* BEGIN *
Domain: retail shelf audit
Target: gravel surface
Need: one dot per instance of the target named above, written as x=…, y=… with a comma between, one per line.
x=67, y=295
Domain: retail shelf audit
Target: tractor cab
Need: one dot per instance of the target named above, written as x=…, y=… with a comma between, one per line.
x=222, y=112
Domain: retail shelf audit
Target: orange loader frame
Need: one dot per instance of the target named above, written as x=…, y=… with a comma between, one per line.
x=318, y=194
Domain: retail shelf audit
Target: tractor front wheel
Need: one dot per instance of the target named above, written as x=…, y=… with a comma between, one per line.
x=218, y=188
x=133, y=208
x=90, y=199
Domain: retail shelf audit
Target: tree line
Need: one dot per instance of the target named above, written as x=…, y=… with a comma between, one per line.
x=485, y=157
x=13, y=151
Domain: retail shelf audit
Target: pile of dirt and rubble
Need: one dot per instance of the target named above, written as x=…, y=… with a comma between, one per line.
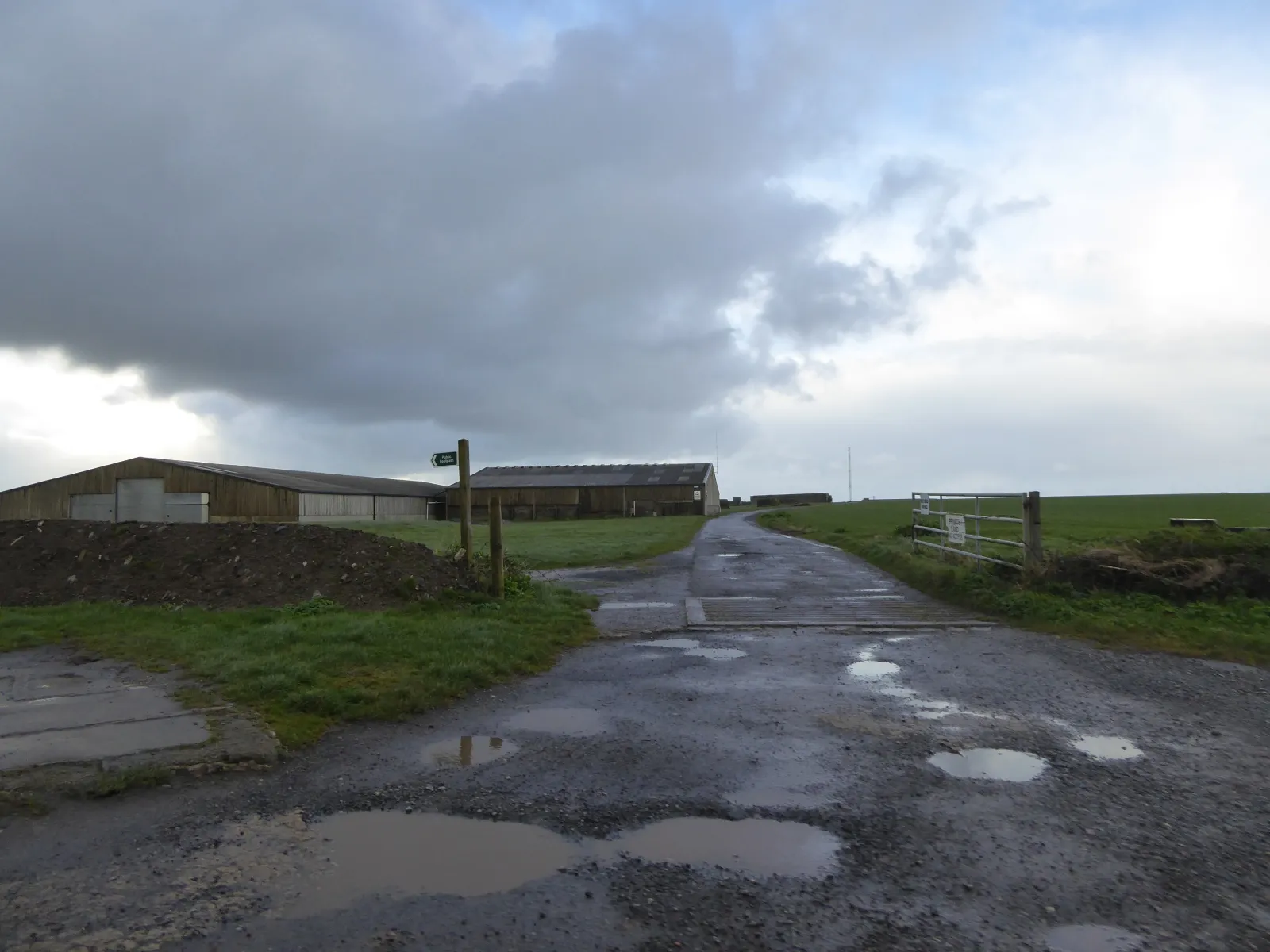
x=1181, y=566
x=216, y=565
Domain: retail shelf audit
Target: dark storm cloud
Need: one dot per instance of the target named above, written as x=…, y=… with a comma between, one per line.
x=368, y=213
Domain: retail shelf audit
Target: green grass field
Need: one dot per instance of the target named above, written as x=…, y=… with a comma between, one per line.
x=560, y=545
x=1235, y=628
x=1067, y=522
x=309, y=668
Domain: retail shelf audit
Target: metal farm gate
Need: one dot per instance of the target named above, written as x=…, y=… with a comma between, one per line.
x=946, y=516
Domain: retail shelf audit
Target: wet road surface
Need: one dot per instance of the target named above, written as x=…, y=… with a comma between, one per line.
x=691, y=782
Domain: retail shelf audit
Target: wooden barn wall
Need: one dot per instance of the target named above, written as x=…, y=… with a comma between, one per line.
x=230, y=499
x=521, y=505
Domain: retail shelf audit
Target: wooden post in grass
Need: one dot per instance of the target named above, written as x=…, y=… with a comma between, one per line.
x=1034, y=555
x=465, y=505
x=495, y=546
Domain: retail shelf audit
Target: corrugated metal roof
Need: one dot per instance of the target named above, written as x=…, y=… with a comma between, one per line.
x=328, y=482
x=614, y=475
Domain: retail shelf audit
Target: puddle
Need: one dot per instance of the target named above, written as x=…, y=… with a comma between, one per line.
x=670, y=643
x=899, y=692
x=575, y=723
x=633, y=606
x=468, y=752
x=933, y=704
x=717, y=654
x=873, y=670
x=991, y=765
x=425, y=854
x=1092, y=939
x=755, y=846
x=691, y=647
x=1108, y=748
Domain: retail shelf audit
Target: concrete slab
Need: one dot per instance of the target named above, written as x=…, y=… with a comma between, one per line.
x=60, y=710
x=101, y=742
x=130, y=704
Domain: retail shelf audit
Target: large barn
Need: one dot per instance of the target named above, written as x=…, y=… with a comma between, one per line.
x=171, y=490
x=582, y=492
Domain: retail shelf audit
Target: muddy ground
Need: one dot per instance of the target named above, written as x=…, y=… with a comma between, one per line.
x=215, y=565
x=729, y=789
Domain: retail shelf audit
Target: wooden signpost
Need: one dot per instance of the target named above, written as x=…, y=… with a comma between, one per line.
x=495, y=546
x=460, y=459
x=465, y=505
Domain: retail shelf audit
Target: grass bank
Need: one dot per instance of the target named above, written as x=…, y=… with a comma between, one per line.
x=310, y=666
x=564, y=543
x=1231, y=628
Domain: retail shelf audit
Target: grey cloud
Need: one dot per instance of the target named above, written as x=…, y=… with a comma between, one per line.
x=344, y=211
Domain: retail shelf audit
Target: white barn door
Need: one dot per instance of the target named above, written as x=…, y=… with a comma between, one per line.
x=139, y=501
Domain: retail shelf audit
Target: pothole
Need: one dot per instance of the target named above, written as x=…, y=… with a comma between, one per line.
x=718, y=654
x=991, y=765
x=757, y=847
x=691, y=647
x=577, y=723
x=468, y=750
x=670, y=643
x=1092, y=939
x=397, y=854
x=873, y=670
x=1108, y=748
x=402, y=854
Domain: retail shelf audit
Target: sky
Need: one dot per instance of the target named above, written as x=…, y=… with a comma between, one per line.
x=987, y=245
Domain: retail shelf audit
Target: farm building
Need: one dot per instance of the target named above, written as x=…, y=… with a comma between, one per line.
x=582, y=492
x=791, y=499
x=171, y=490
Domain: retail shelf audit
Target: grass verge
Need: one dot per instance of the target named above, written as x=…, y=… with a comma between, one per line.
x=1232, y=628
x=305, y=672
x=564, y=543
* END *
Reproduce the records above exactly, leaving out every picture they contain.

Domain: retail shelf audit
Target: gravel surface
Need: one dot per instance of the target named above, written as x=…, y=… with a comma between, one per line.
x=67, y=295
Domain: retail shelf audit
Target: tractor cab
Need: one dot per instance of the target named above, written as x=…, y=… with a comma between, one per line.
x=222, y=112
Domain: retail shelf audit
Target: orange loader frame
Need: one dot per instance of the target named above, written as x=…, y=… with a comma between, one per line.
x=318, y=194
Domain: retail shelf audit
Target: tractor front wheel
Need: one dot per instance of the target named above, written as x=…, y=… with a comma between, one per line.
x=218, y=188
x=133, y=208
x=90, y=199
Domain: retail shelf audit
Target: tree line
Need: one dot per instance of the target named above, written as x=…, y=… with a comma between, one per line.
x=485, y=157
x=13, y=151
Domain: retail shelf audit
Target: pile of dirt and rubble
Need: one dot per instance of the target named above, written as x=…, y=… with a comma between, one per line.
x=1181, y=566
x=216, y=565
Domain: retail shelf audit
Target: dark storm cloud
Need: one dot per instance of the target named above, written as x=…, y=… with a comma between, one per line.
x=368, y=213
Domain: retail shelf audit
Target: green grass field
Need: one dot per instance of the target named above, written as x=…, y=… with a comma between, one per line.
x=560, y=545
x=1235, y=628
x=1067, y=522
x=309, y=668
Domain: retail shelf audit
Target: metal farm gate
Need: one dot per instance of the target named above, written as x=…, y=… with a comma between, one per line.
x=946, y=516
Domain: retail shelf audit
Target: wet road surface
Need: one dot per instance of the target named above, written as x=…, y=… with a comma between, one per line.
x=691, y=782
Domain: retail shelf audit
Target: wooden barn wall
Need: one dot per instance of the target named above, written as x=…, y=… with a comma between, one per line.
x=230, y=499
x=521, y=505
Domain: retail shelf audit
Target: wooden post in grass
Need: one dot per instance of the target named above, written as x=…, y=… with a comma between, one per line.
x=1034, y=555
x=465, y=505
x=495, y=546
Domain: retail shelf audit
Target: corrugated metal roof
Need: one dot per instance of the target named above, written as x=…, y=… with a comma between, one per line.
x=328, y=482
x=614, y=475
Domain: retail shelf audit
Target: puddle
Need: one dot per instance of the target named above, written as x=…, y=… with a comma between, one per line.
x=670, y=643
x=899, y=692
x=575, y=723
x=633, y=606
x=468, y=752
x=933, y=704
x=717, y=654
x=873, y=670
x=991, y=765
x=425, y=854
x=1092, y=939
x=755, y=846
x=691, y=647
x=1108, y=748
Domain: retail shelf audit
Target: concrete slab
Need: one dot per instance of the target named above, written as x=…, y=… with a comma between, one per line.
x=60, y=710
x=101, y=742
x=130, y=704
Domain: retail shelf audit
Target: large barn
Need: one dot per instance of the target named above, written as x=…, y=… with a comma between, one per line.
x=171, y=490
x=582, y=492
Domain: retail shelf audit
Target: muddy ground
Need: one dot per instance of the target named above, written as x=…, y=… with a comma between, one per line.
x=215, y=565
x=729, y=789
Domain: retail shelf audit
Target: wooden signpost
Need: one dot per instance of the target named above, written as x=…, y=… with a comma between, one per line.
x=495, y=546
x=460, y=459
x=465, y=505
Domain: retail shelf audit
Target: grass bank
Need: one dot per instance of the target named above, written as x=…, y=… with a comma between, one per line.
x=310, y=666
x=564, y=543
x=1231, y=628
Domain: retail shelf audit
Target: grey cloud
Need: one dot per instance of the target named above, written as x=…, y=… with a comma between, one per line.
x=344, y=211
Domain: retail shelf audit
Target: white barn door
Need: one dot per instance of the target named above, written as x=…, y=… with a comma between, one per line.
x=139, y=501
Domain: retail shelf audit
Target: pothole
Need: one dot per instance of the target named above, written as x=…, y=… with a comma between, one per line.
x=718, y=654
x=991, y=765
x=757, y=847
x=691, y=647
x=577, y=723
x=468, y=750
x=670, y=643
x=1092, y=939
x=397, y=854
x=873, y=670
x=1108, y=748
x=402, y=854
Domain: retail shelf audit
Target: sky
Need: one dot per instance of the target named above, written as x=…, y=… with a comma between, one per line.
x=987, y=245
Domain: retail shelf audit
Target: farm building
Need: one dot per instance of the target named above, written as x=…, y=… with a comma between, one per line.
x=582, y=492
x=791, y=499
x=171, y=490
Domain: retail shelf audit
Target: grass verge
Need: one dot per instance of the target named above, written as x=…, y=… with a comma between, one per line.
x=1232, y=628
x=305, y=672
x=564, y=543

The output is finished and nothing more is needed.